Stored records
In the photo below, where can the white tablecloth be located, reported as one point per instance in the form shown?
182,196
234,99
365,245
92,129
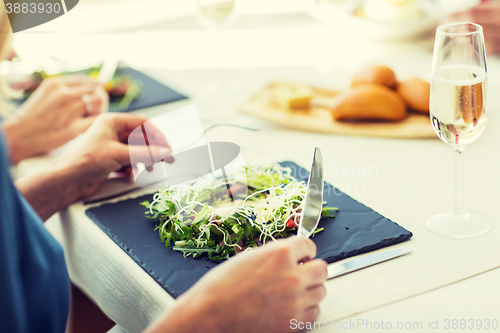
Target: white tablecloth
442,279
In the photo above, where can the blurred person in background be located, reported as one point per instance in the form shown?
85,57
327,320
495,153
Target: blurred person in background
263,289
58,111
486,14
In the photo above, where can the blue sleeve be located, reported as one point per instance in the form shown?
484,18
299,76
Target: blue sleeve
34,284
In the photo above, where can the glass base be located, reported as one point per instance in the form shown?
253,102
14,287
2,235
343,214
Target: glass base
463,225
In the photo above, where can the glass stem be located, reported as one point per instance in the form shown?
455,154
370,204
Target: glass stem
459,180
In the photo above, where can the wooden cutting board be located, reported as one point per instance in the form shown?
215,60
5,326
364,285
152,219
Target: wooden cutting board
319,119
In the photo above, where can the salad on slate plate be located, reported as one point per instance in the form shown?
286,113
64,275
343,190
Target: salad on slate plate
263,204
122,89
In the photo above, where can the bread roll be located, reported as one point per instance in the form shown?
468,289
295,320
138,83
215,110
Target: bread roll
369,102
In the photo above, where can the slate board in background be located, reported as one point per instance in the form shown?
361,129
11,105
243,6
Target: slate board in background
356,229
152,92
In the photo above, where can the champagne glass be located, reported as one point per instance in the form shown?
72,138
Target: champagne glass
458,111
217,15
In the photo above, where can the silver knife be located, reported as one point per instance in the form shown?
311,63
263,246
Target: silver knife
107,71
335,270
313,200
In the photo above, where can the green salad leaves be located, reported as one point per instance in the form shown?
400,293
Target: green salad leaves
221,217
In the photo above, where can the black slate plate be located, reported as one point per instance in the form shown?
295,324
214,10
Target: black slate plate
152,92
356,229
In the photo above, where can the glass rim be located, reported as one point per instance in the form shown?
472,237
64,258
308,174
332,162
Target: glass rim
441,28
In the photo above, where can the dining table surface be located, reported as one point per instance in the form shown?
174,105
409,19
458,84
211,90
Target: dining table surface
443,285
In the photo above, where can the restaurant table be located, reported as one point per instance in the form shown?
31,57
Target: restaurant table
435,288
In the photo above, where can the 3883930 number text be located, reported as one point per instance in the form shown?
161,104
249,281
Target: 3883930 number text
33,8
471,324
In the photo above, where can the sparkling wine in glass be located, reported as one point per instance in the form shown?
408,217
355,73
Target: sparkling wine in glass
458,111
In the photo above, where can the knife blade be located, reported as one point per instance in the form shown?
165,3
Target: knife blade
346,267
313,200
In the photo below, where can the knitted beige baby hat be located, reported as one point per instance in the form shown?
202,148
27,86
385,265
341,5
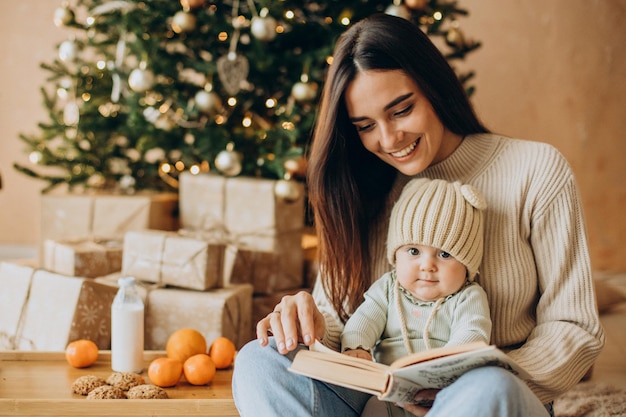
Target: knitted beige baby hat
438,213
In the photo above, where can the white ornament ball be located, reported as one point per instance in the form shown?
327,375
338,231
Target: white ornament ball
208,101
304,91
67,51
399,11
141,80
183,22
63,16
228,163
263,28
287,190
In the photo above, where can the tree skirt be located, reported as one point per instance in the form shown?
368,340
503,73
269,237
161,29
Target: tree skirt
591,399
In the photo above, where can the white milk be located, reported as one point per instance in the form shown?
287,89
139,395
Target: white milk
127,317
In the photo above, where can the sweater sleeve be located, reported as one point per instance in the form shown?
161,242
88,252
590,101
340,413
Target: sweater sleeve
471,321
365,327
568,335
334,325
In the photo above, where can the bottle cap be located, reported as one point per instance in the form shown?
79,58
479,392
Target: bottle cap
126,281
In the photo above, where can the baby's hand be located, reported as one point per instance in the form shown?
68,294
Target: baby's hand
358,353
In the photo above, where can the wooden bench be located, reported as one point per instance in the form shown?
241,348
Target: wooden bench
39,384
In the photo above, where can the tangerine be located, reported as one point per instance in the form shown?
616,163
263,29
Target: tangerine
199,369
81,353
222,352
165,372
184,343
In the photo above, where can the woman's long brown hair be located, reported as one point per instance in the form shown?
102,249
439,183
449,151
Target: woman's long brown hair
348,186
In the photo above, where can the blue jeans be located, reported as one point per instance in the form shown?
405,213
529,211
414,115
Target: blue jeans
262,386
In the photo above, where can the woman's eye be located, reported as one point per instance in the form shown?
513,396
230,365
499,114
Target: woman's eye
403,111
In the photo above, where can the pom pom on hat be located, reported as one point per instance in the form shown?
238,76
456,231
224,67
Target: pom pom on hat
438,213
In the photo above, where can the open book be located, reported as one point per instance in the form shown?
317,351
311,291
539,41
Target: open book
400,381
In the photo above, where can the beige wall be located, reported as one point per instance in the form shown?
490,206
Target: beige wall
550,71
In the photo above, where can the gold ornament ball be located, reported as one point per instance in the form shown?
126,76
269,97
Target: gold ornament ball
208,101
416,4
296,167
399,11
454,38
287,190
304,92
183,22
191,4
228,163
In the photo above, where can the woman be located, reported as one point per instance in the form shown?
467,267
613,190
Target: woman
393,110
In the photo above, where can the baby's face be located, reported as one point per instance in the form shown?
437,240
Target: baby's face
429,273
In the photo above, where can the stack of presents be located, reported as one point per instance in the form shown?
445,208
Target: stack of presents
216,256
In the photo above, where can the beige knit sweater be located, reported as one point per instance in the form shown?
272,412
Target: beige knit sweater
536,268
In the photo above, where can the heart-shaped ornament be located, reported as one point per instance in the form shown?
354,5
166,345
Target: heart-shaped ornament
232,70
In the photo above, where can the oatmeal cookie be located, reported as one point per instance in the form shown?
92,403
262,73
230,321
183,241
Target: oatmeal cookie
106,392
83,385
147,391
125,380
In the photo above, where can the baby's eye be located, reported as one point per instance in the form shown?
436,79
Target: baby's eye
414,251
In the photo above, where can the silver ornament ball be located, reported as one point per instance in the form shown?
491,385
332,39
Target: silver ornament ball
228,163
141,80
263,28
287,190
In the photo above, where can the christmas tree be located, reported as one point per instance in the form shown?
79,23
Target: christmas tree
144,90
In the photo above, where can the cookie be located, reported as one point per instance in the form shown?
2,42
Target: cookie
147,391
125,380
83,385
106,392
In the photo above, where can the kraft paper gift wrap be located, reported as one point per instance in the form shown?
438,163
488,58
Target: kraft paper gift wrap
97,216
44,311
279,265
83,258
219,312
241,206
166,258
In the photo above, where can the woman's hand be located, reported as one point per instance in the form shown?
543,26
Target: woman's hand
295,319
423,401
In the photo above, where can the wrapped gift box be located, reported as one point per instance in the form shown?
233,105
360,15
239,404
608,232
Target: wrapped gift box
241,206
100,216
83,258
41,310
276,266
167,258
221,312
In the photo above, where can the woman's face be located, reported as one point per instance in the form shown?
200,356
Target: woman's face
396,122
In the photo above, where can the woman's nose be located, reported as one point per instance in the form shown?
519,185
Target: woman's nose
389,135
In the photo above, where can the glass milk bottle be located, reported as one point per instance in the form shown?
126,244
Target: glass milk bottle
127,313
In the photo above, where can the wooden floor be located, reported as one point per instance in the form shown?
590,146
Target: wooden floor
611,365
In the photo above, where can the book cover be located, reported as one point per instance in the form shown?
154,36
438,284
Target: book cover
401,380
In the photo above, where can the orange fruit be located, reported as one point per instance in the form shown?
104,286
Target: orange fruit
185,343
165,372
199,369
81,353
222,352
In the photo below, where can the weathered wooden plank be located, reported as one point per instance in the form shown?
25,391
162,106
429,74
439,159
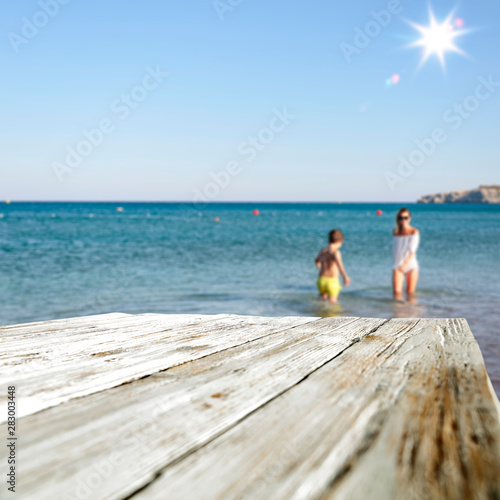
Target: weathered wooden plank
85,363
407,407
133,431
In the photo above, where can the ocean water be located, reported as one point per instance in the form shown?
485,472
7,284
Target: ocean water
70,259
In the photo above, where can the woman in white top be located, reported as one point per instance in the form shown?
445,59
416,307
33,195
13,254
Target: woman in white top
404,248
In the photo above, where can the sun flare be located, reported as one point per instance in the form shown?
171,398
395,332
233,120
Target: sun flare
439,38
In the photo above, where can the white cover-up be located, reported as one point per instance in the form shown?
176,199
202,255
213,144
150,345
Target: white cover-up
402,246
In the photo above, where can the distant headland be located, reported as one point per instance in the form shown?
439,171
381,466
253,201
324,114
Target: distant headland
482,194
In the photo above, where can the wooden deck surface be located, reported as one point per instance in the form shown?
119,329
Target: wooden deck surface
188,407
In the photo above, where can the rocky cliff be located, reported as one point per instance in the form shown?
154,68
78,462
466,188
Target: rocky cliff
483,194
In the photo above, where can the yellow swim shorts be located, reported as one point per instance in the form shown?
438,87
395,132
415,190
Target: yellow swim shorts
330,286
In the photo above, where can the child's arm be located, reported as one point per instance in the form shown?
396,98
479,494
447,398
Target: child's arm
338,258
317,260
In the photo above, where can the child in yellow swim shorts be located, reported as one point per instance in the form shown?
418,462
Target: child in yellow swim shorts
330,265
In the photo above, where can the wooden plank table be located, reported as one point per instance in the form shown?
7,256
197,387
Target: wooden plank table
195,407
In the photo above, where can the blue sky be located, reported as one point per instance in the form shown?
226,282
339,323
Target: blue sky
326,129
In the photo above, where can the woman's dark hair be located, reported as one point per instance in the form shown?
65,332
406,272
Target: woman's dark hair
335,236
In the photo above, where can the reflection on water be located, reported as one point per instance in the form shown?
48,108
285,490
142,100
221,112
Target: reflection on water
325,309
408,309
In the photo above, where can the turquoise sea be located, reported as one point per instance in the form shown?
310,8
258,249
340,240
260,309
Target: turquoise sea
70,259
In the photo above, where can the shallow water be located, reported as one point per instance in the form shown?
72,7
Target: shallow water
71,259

§ **Exercise details**
Each line above that has "below" adds one to the count; say the final count with no other text.

§ **Response to this exercise**
3